Start of RECORD EXCERPTS

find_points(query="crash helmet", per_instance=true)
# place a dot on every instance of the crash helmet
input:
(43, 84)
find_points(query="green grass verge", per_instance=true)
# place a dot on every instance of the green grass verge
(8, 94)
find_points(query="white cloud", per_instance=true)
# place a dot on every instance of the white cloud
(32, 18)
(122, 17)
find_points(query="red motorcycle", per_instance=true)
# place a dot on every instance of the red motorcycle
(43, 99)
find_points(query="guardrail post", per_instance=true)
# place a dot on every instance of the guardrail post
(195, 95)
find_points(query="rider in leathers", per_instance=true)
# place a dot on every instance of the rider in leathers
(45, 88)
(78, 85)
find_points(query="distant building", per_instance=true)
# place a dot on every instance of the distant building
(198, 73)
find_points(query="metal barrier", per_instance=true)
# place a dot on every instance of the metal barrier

End of RECORD EXCERPTS

__PROBLEM__. Copy out, word for word, only the lines from the one with "# place a dot on every instance of the white" through the last line of the material above.

__OUTPUT FOR THIS EXERCISE__.
# place a dot on every instance of the white cloud
(32, 18)
(122, 17)
find_points(query="red motorcycle", per_instance=true)
# place a dot on every instance of the red motorcycle
(43, 99)
find_points(query="guardrail post", per_instance=true)
# place a dot on every instance of the guardrail post
(195, 95)
find_points(query="rider in leathers", per_instance=true)
# place a dot on every instance of the rider in leathers
(45, 88)
(78, 85)
find_points(query="distant building", per_instance=true)
# place a dot on every instance of the distant building
(198, 73)
find_points(query="metal barrier", per_instance=true)
# place a dot on every instance of the metal barrier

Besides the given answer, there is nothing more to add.